REQUIRED ACTION:
Would you reproduce all of the entries below, character for character?

─── RECORDS SUPPLIED ───

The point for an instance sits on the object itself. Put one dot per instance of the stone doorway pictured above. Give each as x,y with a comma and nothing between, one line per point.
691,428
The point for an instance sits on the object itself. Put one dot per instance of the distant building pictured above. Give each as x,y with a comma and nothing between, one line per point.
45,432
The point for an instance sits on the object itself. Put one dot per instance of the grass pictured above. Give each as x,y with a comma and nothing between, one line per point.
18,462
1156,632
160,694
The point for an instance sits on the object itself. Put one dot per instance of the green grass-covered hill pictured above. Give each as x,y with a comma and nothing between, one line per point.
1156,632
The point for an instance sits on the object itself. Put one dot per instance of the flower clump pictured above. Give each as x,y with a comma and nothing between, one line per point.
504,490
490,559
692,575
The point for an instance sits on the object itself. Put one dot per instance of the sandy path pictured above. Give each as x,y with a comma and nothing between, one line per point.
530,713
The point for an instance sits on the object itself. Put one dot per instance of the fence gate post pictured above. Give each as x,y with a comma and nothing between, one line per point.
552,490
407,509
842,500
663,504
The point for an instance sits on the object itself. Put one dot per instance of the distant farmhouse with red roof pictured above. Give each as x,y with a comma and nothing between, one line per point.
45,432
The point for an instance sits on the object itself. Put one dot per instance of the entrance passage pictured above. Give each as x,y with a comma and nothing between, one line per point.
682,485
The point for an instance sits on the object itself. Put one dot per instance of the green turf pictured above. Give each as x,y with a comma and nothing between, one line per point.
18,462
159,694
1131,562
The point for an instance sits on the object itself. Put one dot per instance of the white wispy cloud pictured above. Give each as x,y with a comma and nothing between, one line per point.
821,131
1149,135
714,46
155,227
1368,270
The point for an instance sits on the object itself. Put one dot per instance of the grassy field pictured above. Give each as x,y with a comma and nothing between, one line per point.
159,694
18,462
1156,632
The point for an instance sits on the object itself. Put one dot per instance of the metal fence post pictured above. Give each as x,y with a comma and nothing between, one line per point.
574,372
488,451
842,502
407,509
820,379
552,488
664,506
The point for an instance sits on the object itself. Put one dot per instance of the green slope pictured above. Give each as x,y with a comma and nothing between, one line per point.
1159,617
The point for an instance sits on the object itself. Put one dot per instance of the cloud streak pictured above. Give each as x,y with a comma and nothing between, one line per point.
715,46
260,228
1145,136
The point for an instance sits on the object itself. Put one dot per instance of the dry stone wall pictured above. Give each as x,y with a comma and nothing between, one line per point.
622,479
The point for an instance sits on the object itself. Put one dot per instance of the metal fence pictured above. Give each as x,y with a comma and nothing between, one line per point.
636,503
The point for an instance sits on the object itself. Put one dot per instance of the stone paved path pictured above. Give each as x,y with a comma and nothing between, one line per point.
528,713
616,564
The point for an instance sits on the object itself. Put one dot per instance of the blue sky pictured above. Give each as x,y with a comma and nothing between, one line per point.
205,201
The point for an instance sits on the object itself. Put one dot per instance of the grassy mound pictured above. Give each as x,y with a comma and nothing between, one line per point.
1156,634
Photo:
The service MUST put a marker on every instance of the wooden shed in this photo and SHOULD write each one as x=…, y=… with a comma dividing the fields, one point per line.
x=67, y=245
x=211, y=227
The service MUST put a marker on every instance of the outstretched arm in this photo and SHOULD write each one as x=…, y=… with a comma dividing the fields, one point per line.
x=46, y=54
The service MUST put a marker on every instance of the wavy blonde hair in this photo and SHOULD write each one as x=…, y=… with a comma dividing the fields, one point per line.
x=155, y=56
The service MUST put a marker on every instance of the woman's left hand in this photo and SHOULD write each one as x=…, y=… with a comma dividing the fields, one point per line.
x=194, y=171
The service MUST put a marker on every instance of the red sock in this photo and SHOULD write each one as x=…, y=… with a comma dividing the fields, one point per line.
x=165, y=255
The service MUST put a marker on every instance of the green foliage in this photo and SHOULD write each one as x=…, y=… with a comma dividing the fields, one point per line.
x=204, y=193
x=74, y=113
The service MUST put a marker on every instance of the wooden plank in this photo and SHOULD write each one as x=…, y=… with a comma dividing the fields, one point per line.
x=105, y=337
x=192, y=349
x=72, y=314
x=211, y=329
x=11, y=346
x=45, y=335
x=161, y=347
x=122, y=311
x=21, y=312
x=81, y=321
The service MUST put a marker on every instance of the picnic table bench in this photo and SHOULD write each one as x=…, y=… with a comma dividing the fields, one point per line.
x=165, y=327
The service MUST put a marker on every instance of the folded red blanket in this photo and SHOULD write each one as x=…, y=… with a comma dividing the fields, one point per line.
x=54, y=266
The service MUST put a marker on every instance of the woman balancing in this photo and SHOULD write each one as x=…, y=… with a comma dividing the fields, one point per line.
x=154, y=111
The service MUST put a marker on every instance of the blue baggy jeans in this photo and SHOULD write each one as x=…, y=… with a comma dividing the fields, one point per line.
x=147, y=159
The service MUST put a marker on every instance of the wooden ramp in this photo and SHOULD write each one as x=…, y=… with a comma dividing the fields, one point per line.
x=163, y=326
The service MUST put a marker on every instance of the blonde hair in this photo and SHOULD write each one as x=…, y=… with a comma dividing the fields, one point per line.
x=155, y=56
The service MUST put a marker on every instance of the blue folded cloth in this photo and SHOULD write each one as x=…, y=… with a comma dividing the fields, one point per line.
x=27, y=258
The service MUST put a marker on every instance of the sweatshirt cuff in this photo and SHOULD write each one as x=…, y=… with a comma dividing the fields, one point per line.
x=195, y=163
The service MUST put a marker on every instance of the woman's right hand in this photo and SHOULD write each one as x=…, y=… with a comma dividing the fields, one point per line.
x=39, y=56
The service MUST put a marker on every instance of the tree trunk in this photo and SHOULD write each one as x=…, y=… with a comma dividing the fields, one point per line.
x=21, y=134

───

FINAL ANSWER:
The point for an instance sits on the object itself. Put one dot per instance of the stone doorway pictured above. Give each as x,y with a comma and nothing between, one line per point.
691,428
The point for an instance sits on the object itself. Put one dot per instance of the distant building pictured above. Give each as x,y with a comma and nothing between, one line per point.
45,432
The point for an instance sits on the object itself. Put one dot per instance of the grass pictured above. Give each as x,y with a comma and nothing between, one line per point.
18,462
1156,632
160,694
The point for an instance sits on the object itself. Put one dot per instance of the green grass-covered hill pictured above. Give each as x,y with a comma and nothing between, one line per point.
1156,632
The point for an instance sits on the object itself. Put one dot per instance of the flower clump pictured above. Give each as x,y with a comma and nothing between, one line per point.
504,490
490,559
692,575
The point for an instance sits on the object itself. Put one dot per instance of the sandy path pictured above. Give each as x,y with a comma and nothing between, one line per point.
530,713
The point for an instance sits on the object itself. Put one dot per instance of the fence gate post pictured above. Give each as x,y with a comma and nothing between, one line per point.
552,490
407,509
842,500
663,504
The point for an instance sits on the object itself. Put one dot per instance of the distant farmhouse with red roof pictured above. Give each as x,y with a comma and nothing between, one line per point.
45,432
The point for an instance sits on the object itself. Put one dot per instance of the entrance passage pictured above. Give each as x,y with a comma and nothing between, one line per point.
682,485
The point for an instance sits on the object itself. Put one dot per instance of the green turf pictured above. Give each as x,y with a comma and nothing between, one line per point.
18,462
159,694
1131,562
The point for an instance sits on the object itself. Put one dot per instance of the white wispy cloud pictured above. Give each as x,y with a comma and nothing between, one line per point.
821,131
1149,135
714,46
155,227
1368,270
The point for an instance sits on the object itself. Put one dot per instance of the grassy field pictured above. Give each as x,y with a comma and nothing between, one line per point.
159,694
18,462
1156,632
The point for an instance sits on the object itself. Put one dot per instance of the metal fence post pictured above. Give each as x,y with a comma and nothing between, one line per point.
574,372
488,451
842,502
407,509
820,379
552,488
664,506
The point for an instance sits on the object itself. Put one dot per instance of the green slope pictured above. Give each as x,y with a comma and nothing between, one line per point.
1159,617
The point for an instance sits on the object itself. Put one dot per instance of the cloud streak pictured above. Give each as x,y with a comma and nothing between, one line per point.
715,46
260,228
1145,136
The point for an instance sits on the object itself. Put one dot per instance of the dry stone wall pictured above. Give each as x,y with a comma and nothing between, one line per point.
622,479
The point for an instance sits on the object itself. Put one dot per instance of the metal fence pictured above. Give each as x,y with a comma and nothing between, one line per point.
636,503
The point for an instance sits on the object itself. Put one dot per instance of the stone paved path pictured above. Give each as x,y with a comma and nothing between, one line per point.
528,713
616,564
The point for an instance sits on the object itself. Put one dot per instance of the blue sky pictured above. Give each as x,y with a comma and nothing between, one line per point.
205,201
The point for an instance sits on the object itself. Put one dot per instance of the grassy mound pictured above. Give each as x,y with a comma and nothing between, one line per point.
1156,634
Photo:
The service MUST put a marker on every instance of the wooden shed in this photo and SHOULD write each one as x=…, y=… with a comma dividing the fields, one point per line.
x=67, y=245
x=211, y=227
The service MUST put a marker on every instance of the outstretched arm in this photo and SHOULD write each one as x=…, y=… with a comma dividing the fields, one point per line.
x=46, y=54
The service MUST put a marker on every instance of the wavy blonde hair in this photo and SHOULD write each one as x=…, y=… with a comma dividing the fields, one point per line.
x=155, y=56
The service MUST put a marker on every instance of the woman's left hand in this photo and SHOULD write each one as x=…, y=… with a comma dividing the fields, one point per line.
x=194, y=171
The service MUST put a marker on every instance of the red sock in this photo and SHOULD write each one as x=…, y=… with a comma dividing the fields, one point per line.
x=165, y=255
The service MUST put a marker on every instance of the green foliage in this photo and SHOULD write each one as x=…, y=… with a comma dividing the fields, one point per line.
x=204, y=193
x=74, y=113
The service MUST put a marker on every instance of the wooden plank in this photo and SHOULD write each one as x=…, y=… with a comma dividing the fields, one point per line.
x=105, y=337
x=192, y=349
x=72, y=314
x=211, y=329
x=11, y=346
x=45, y=335
x=161, y=347
x=122, y=311
x=21, y=312
x=81, y=321
The service MUST put a marker on every instance of the picnic table bench in this photo and SHOULD write each one as x=…, y=… with a comma dividing the fields, one point per line.
x=165, y=327
The service MUST put a marker on every instance of the folded red blanket in this photo and SHOULD write each one as x=…, y=… with a comma dividing the fields, one point per line.
x=54, y=266
The service MUST put a marker on every instance of the woman balancing in this photo and SHOULD write each one as x=…, y=… with a comma dividing the fields, one point per line.
x=154, y=111
The service MUST put a marker on every instance of the blue baggy jeans in this photo and SHOULD write each one as x=…, y=… with a comma dividing the fields, one point per line.
x=147, y=159
The service MUST put a marker on every instance of the wooden ramp in this photo and SHOULD write each one as x=…, y=… with a comma dividing the fields, one point per line.
x=163, y=326
The service MUST put a marker on every instance of the blonde hair in this photo and SHOULD write each one as x=…, y=… with a comma dividing the fields, one point per line.
x=155, y=56
The service MUST put a marker on every instance of the blue folded cloth in this photo and SHOULD write each one as x=…, y=… with a comma dividing the fields, one point per line.
x=27, y=258
The service MUST put a marker on every instance of the sweatshirt cuff in this photo and SHOULD write each one as x=…, y=… with a comma dividing the fields, one point per line.
x=195, y=163
The service MUST put a marker on every instance of the woman's right hand in this photo and SHOULD write each one as x=…, y=… with a comma dividing the fields, one point per line.
x=39, y=56
The service MUST put a marker on every instance of the tree trunk in this photo and SHOULD write each one as x=…, y=… with a comma dividing the fields, one point per line.
x=21, y=134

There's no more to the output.